■ Given problem: Turn the entries below into a numbered list, leaving out any blank lines.

■ Raw records:

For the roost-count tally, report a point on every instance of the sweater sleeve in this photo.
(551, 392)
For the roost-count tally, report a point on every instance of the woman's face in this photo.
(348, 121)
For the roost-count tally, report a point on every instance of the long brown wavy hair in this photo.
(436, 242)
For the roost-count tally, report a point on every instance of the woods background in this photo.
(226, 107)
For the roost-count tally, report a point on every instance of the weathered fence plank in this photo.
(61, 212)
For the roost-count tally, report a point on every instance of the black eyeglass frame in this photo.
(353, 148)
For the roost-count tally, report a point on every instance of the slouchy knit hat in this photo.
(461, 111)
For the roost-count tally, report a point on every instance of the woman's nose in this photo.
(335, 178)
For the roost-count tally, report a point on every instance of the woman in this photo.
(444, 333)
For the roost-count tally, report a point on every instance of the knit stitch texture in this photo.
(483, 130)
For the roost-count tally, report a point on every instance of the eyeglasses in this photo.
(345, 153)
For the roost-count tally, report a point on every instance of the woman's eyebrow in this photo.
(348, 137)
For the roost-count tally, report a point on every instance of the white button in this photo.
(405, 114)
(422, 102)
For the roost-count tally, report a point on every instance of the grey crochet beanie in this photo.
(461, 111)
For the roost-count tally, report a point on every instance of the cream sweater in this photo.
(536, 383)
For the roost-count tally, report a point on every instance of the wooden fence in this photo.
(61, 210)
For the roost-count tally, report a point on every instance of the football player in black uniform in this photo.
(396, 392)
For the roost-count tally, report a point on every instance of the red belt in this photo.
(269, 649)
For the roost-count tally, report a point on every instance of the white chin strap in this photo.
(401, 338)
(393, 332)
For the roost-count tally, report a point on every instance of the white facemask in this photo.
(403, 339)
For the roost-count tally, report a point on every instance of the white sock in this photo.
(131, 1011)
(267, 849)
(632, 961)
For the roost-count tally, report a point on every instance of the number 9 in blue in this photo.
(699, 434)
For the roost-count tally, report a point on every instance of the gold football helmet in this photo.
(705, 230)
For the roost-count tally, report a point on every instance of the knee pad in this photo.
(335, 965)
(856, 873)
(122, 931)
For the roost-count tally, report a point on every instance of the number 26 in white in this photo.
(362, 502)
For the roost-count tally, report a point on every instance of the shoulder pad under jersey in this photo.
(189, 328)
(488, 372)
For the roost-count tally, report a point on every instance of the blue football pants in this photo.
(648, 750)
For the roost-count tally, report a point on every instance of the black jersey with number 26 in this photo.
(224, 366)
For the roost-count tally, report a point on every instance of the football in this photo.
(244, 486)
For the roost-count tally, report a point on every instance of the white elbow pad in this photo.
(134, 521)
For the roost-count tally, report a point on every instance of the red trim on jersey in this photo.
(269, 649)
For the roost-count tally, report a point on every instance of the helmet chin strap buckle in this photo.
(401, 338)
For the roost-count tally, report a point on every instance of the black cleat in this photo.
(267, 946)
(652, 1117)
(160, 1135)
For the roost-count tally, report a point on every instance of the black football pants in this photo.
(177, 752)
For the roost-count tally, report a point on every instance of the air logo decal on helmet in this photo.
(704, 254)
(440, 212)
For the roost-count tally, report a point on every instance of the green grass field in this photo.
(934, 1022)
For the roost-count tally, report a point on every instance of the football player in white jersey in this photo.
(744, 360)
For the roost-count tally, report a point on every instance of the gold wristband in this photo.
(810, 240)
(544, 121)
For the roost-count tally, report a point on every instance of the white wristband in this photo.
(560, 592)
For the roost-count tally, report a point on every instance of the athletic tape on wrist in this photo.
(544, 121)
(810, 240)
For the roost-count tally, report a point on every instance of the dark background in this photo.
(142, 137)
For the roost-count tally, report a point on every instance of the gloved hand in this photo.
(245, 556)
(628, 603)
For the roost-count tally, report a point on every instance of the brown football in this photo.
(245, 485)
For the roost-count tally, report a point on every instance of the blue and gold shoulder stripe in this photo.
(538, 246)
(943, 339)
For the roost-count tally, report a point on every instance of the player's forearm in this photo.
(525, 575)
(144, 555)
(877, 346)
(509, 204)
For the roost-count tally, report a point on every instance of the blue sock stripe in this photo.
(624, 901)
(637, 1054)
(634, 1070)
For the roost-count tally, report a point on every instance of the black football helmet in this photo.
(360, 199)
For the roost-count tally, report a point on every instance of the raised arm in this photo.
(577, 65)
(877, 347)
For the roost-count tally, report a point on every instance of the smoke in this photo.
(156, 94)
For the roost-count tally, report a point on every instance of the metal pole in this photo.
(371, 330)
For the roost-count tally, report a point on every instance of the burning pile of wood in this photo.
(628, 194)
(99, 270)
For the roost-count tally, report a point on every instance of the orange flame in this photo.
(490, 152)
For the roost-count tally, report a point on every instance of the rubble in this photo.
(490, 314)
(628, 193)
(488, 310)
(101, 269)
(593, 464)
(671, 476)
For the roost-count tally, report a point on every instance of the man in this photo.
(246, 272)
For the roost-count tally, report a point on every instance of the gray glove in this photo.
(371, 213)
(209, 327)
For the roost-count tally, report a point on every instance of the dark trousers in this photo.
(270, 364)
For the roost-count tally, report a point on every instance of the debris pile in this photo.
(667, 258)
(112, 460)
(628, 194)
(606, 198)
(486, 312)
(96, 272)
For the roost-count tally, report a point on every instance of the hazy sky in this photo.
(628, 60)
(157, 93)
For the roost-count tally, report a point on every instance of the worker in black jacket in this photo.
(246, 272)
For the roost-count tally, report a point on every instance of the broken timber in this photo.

■ Response below:
1. For the roost-count tally, report a point on every instance of the sweater sleeve in this photo.
2. (551, 392)
3. For the roost-count tally, report a point on every instance of the woman's face in this photo.
4. (348, 121)
5. For the roost-count tally, report a point on every instance of the long brown wavy hair in this photo.
6. (436, 242)
7. For the roost-count tally, report a point on every instance of the woods background in this photo.
8. (226, 107)
9. For the roost-count tally, report a point on every instance of the weathered fence plank in this photo.
10. (61, 212)
11. For the roost-count tally, report a point on every instance of the black eyeglass frame in this photo.
12. (353, 148)
13. For the roost-count tally, report a point on every instance of the slouchy knit hat in this photo.
14. (461, 111)
15. For the roost-count tally, report a point on every instance of the woman's nose in this photo.
16. (335, 178)
17. For the roost-count tally, report a point on every instance of the woman in this photo.
18. (444, 333)
19. For the roost-count tally, report a point on every instance of the knit stitch texture in this photo.
20. (483, 130)
21. For the roost-count tally, report a point on every instance of the eyeglasses in this photo.
22. (345, 153)
23. For the roost-count tally, report a point on every instance of the woman's eyebrow in this photo.
24. (348, 137)
25. For the roost-count tally, report a point on every instance of the white button in this photo.
26. (405, 114)
27. (422, 102)
28. For the roost-count tally, report a point on every instance of the grey crochet beanie in this photo.
29. (461, 111)
30. For the roost-count tally, report a point on every instance of the cream sweater in this photo.
31. (536, 383)
32. For the roost-count tally, report a point on every instance of the wooden fence in this photo.
33. (61, 210)
34. For the roost-count tally, report a point on every instance of the football player in black uniform in this photo.
35. (396, 392)
36. For the roost-count tally, report a point on every instance of the red belt in this photo.
37. (269, 649)
38. For the roost-count tally, report a point on every instance of the white chin strap in this photo.
39. (401, 338)
40. (393, 332)
41. For the roost-count tally, report a point on every instance of the white facemask in this photo.
42. (403, 339)
43. For the roost-count tally, report a point on every instance of the white sock in this photo.
44. (131, 1011)
45. (267, 849)
46. (632, 961)
47. For the roost-count tally, report a point on every instance of the number 9 in blue in this photo.
48. (699, 434)
49. For the roost-count tally, report a point on every instance of the gold football helmet in this photo.
50. (705, 230)
51. For the roost-count tally, report a point on every instance of the knee pad in this photo.
52. (335, 965)
53. (856, 873)
54. (122, 931)
55. For the roost-count tally, report a point on every instance of the number 26 in white in this photo.
56. (362, 502)
57. For the roost-count tally, report a point on every instance of the shoulder pad under jersey in this photo.
58. (189, 328)
59. (488, 372)
60. For the roost-count tally, report a point on every instance of the blue football pants in this photo.
61. (648, 750)
62. For the roost-count tally, report a point on every instance of the black jersey with number 26 in this photo.
63. (224, 366)
64. For the roost-count tally, report a point on every instance of the football in this photo.
65. (244, 486)
66. For the roost-count tally, report a point on every instance of the white elbow pad in this photo.
67. (134, 521)
68. For the roost-count tally, report a point on every instance of the red trim on jersey in this photo.
69. (269, 649)
70. For the roost-count tally, report a point on every instance of the helmet chin strap buckle in this photo.
71. (401, 338)
72. For the roost-count tally, report a point on every instance of the black cleat in this photo.
73. (267, 946)
74. (652, 1117)
75. (160, 1135)
76. For the roost-count tally, report a point on every instance of the black football pants in this photo.
77. (177, 752)
78. For the roost-count tally, report a point on every instance of the air logo decal on helmet in this photo.
79. (704, 254)
80. (440, 212)
81. For the roost-count tally, report a point on every instance of the green grass field in this photo.
82. (934, 1022)
83. For the roost-count tally, report a point on every instance of the football player in white jersey in this photo.
84. (744, 360)
85. For the roost-count tally, report a point on every instance of the gold wristband in this photo.
86. (810, 240)
87. (544, 121)
88. For the roost-count tally, report a point on every instance of the white wristband in this photo.
89. (560, 592)
90. For the roost-count tally, report a point on every instance of the athletic tape on wrist in this photo.
91. (544, 121)
92. (810, 240)
93. For the roost-count tally, report a point on every instance of the dark background in this photo.
94. (142, 137)
95. For the roost-count tally, report a point on every instance of the gloved hand in this photo.
96. (245, 556)
97. (628, 603)
98. For the roost-count tally, report a point on every instance of the brown football in this photo.
99. (245, 485)
100. For the roost-count tally, report a point on every instance of the blue and gold shoulder stripe in this photo.
101. (538, 246)
102. (943, 339)
103. For the roost-count tally, report a point on every instance of the player's forearm in this photo.
104. (525, 575)
105. (144, 555)
106. (877, 346)
107. (509, 204)
108. For the roost-count tally, report a point on every instance of the blue sock stripe in this photo.
109. (624, 901)
110. (637, 1054)
111. (634, 1070)
112. For the roost-count tally, report a point on every instance of the black football helmet in this photo.
113. (360, 199)
114. For the roost-count tally, report a point on every instance of the raised arm in this photo.
115. (577, 65)
116. (877, 347)
117. For the roost-count tally, report a point on every instance of the smoke in this photo.
118. (156, 94)
119. For the roost-count tally, report a point on every instance of the metal pole in this photo.
120. (371, 330)
121. For the roost-count tally, report a point on every instance of the burning pile of wood in this photo.
122. (628, 194)
123. (99, 270)
124. For the roost-count tally, report a point on every instance of the orange flame in this photo.
125. (490, 152)
126. For the roost-count tally, report a point on every instance of the rubble in this photo.
127. (490, 314)
128. (628, 193)
129. (488, 310)
130. (101, 269)
131. (593, 464)
132. (671, 476)
133. For the roost-count tally, report a point on every instance of the man in this photo.
134. (246, 272)
135. For the roost-count tally, report a point on every instance of the gray glove in this photo.
136. (371, 213)
137. (209, 327)
138. For the roost-count tally, report a point on every instance of the dark trousers in this photo.
139. (270, 364)
140. For the roost-count tally, report a point on every instance of the debris pile in this photo.
141. (667, 258)
142. (112, 460)
143. (628, 194)
144. (606, 198)
145. (486, 312)
146. (96, 272)
147. For the roost-count tally, report a point on every instance of the hazy sky in this photo.
148. (628, 60)
149. (157, 93)
150. For the roost-count tally, report a point on every instance of the worker in black jacket in this photo.
151. (246, 272)
152. For the roost-count tally, report a point on every instance of the broken timber in this photo.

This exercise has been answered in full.